> GIVEN TASK 1: Reproduce the lines of the records word for word, starting at the line that contains "like [(73, 304)]." and ending at the line that contains "192), (486, 203)]", both of these lines included.

> PAGE EXTRACT:

####

WORLDS '05 Preliminary Paper
[WORLDS '05 Technical Program]
The Julia Content Distribution Network
Danny Bickson*
and Dahlia Malkhi**
Abstract:
Peer-to-peer content distribution networks are currently being used widely, drawing
upon a large fraction of the Internet bandwidth. Unfortunately, these
applications are not designed to be network-friendly.
They optimize download time by using all
available bandwidth. As a result, long haul bottleneck links
are becoming congested and the load on the network is not well
balanced.
In this paper, we introduce the Julia content distribution network.
The innovation of Julia is in its reduction of the overall communication cost,
which in turn improves network
load balance and reduces the usage of long haul links.
Compared with the
state-of-the-art BitTorrent content distribution network,
we find that
while Julia achieves
slightly slower average finishing times relative to BitTorrent, Julia nevertheless reduces
the total communication cost in the network by approximately 33%.
Furthermore, the Julia protocol achieves a better load balancing of the
network resources, especially over trans-Atlantic links.
We evaluated the Julia protocol using real WAN deployment and
by extensive simulation.
The WAN experimentation was carried over the PlanetLab wide area testbed
using over 250 machines. Simulations were performed using the
the GT-ITM topology generator with 1200 nodes.
A surprisingly good match was exhibited between the two evaluation methods
(itself an interesting result), an encouraging
indication of the ability of our simulation to predict scaling behavior.
Peer-to-peer content distribution networks are
becoming widely utilized in today's Internet. The popular file
sharing networks--e.g. eMule, BitTorrent and KaZaA--have
millions of online users. Current research shows that a large
fraction of the Internet bandwidth is consumed by these
applications [10]. Most existing solutions optimize
download time while ignoring network cost, and put network load
balance only as a secondary goal. As these networks become more
popular, they consume increasing amounts of network bandwidth and
choke the Internet. Eventually, their own performance deteriorates
as a result of their success.
The approach we put forth in this paper takes network cost and balance
into account from the outset.
As in most existing solutions,
the fundamental structure of our content delivery algorithm relies upon an
origin node (or nodes) which stores a full copy of the content and which serves pieces of the content
to a set of downloading clients.
The
clients subsequently collaborate to exchange pieces among themselves.
The novelty in our approach is that communication partners as well as the
pieces exchanged with them, are chosen with the aim of reducing overall network
usage, while at the same time, achieving fast download time.
All of this is accomplished while maintaining tit-for-tat load sharing among
participating nodes, which is crucial for incentivizing client participation.
Our consideration of the total network costs for content dissemination
adopts similar goals
to those considered by Demers et al. [7]
in the context of gossip algorithms.
Their spatial distribution algorithm is aimed to reduce
the communication costs of disseminating a file in a network.

####

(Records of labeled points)
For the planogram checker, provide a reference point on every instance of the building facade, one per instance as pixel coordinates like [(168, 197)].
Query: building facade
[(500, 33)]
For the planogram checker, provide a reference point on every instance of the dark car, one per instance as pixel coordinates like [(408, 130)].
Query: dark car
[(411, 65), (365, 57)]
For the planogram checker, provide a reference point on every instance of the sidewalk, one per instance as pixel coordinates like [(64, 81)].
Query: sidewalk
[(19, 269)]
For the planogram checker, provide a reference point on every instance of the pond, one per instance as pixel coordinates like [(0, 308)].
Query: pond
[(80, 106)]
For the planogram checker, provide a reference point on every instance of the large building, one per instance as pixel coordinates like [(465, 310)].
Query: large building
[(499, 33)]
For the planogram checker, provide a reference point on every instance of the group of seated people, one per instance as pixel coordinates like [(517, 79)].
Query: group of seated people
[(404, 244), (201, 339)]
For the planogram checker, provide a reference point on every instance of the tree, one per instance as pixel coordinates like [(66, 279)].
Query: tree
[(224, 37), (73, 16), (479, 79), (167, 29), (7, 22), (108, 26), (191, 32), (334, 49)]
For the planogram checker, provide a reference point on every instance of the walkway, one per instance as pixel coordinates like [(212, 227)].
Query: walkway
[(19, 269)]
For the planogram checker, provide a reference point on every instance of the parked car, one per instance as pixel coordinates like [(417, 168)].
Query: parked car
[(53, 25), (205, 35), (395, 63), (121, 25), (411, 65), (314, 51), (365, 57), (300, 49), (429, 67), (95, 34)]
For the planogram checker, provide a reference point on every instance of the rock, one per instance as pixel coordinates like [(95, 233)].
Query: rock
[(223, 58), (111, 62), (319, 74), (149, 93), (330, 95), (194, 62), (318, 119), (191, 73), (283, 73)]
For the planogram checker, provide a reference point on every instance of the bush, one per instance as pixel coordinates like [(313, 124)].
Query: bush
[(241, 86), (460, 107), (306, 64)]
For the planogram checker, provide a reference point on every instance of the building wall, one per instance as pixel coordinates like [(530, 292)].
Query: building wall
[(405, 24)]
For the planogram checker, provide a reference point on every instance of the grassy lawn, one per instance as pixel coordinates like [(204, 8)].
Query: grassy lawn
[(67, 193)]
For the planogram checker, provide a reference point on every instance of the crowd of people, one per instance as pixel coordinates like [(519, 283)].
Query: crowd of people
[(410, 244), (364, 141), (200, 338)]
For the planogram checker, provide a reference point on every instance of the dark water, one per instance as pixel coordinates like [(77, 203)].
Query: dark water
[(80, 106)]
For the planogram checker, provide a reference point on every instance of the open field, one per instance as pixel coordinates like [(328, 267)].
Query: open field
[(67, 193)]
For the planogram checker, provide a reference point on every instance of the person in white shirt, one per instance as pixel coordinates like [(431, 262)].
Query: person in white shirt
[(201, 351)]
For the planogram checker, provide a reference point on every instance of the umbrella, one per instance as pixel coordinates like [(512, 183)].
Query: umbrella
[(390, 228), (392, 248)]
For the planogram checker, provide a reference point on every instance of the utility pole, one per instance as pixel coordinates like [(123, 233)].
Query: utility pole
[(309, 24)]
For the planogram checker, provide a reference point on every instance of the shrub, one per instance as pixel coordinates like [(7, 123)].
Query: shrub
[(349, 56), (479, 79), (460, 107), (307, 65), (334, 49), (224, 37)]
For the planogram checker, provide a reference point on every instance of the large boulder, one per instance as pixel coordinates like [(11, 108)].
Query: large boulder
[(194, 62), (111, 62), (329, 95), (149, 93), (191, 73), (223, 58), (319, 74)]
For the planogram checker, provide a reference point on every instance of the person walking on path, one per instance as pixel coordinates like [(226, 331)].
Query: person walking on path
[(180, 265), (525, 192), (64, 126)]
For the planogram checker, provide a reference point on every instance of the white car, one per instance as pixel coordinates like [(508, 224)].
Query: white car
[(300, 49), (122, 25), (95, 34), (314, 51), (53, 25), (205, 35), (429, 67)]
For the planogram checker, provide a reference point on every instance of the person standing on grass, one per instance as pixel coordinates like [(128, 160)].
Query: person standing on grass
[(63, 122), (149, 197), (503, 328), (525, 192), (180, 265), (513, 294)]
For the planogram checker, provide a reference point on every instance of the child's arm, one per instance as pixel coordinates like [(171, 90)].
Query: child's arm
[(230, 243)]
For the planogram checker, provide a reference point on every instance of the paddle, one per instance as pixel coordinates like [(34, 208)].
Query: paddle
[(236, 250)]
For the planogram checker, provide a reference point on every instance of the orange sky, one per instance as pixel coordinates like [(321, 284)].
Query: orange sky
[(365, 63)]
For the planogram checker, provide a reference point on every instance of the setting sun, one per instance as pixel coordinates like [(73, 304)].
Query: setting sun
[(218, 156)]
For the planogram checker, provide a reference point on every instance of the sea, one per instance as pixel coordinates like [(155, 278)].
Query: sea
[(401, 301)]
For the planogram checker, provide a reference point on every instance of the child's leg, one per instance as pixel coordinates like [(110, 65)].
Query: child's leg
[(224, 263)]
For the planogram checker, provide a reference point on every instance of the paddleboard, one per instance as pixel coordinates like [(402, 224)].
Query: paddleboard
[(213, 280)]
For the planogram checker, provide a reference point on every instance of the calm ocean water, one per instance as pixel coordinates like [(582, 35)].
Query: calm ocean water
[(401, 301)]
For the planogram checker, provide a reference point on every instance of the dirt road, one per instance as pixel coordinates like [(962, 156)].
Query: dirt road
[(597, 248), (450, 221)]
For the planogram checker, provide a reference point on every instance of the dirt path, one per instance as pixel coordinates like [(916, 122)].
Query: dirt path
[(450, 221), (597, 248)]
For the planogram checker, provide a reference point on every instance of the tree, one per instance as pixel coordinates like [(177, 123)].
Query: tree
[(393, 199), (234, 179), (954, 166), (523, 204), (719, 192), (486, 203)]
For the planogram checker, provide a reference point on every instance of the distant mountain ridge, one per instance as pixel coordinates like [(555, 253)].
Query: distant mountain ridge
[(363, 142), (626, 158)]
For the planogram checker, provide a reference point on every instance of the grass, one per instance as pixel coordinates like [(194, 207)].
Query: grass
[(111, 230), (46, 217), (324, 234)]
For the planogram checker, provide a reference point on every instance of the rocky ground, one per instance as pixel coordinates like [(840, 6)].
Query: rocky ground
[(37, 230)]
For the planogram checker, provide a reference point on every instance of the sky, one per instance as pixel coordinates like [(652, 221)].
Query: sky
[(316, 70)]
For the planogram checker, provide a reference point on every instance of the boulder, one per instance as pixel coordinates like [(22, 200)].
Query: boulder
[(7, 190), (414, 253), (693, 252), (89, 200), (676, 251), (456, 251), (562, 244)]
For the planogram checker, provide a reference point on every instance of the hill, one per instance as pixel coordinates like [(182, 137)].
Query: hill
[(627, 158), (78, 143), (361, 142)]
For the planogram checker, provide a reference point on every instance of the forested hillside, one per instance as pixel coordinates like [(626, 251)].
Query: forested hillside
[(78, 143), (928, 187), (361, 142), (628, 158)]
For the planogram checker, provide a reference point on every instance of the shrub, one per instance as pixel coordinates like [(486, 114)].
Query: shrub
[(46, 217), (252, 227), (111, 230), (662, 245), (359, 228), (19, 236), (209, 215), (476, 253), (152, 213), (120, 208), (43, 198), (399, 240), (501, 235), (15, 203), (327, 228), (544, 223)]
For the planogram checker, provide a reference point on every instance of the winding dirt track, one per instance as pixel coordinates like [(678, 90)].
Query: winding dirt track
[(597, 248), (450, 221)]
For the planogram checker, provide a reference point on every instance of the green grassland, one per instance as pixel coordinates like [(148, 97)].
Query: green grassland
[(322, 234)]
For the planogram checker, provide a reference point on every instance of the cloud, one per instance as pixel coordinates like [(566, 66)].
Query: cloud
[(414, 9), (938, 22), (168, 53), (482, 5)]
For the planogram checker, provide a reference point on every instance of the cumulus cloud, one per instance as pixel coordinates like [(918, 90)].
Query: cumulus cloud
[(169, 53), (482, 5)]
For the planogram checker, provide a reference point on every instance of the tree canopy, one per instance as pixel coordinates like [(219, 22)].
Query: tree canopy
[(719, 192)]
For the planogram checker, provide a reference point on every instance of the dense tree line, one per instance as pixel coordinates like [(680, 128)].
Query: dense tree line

####

> GIVEN TASK 2: In the paper on the Julia content distribution network, how many nodes did the GT-ITM topology generator use for the simulations?

> FULL ANSWER 1:
For the planogram checker, provide a reference point on every instance of the setting sun, one per instance as pixel coordinates like [(73, 304)].
Query: setting sun
[(218, 156)]
For the planogram checker, provide a reference point on every instance of the sea, one per instance as pixel coordinates like [(155, 278)].
Query: sea
[(401, 301)]
For the planogram checker, provide a reference point on every instance of the child's leg, one per instance as pixel coordinates like [(110, 65)].
Query: child's leg
[(224, 263)]
For the planogram checker, provide a reference point on every instance of the paddleboard, one per instance as pixel coordinates like [(402, 224)].
Query: paddleboard
[(213, 280)]
For the planogram checker, provide a reference point on every instance of the calm ocean water, one per instance as pixel coordinates like [(582, 35)].
Query: calm ocean water
[(401, 301)]
For the planogram checker, provide a reference point on every instance of the dirt road, one per instance as pixel coordinates like [(962, 156)].
Query: dirt road
[(597, 248), (450, 221)]
For the planogram checker, provide a reference point on every instance of the dirt path, one per instance as pixel coordinates like [(916, 122)].
Query: dirt path
[(450, 221), (597, 248)]
For the planogram checker, provide a reference point on every instance of the tree, one per instance as pixel coordinates like [(177, 123)].
Query: tree
[(393, 199), (234, 179), (954, 166), (523, 204), (719, 192), (486, 203)]

> FULL ANSWER 2: 1200 nodes.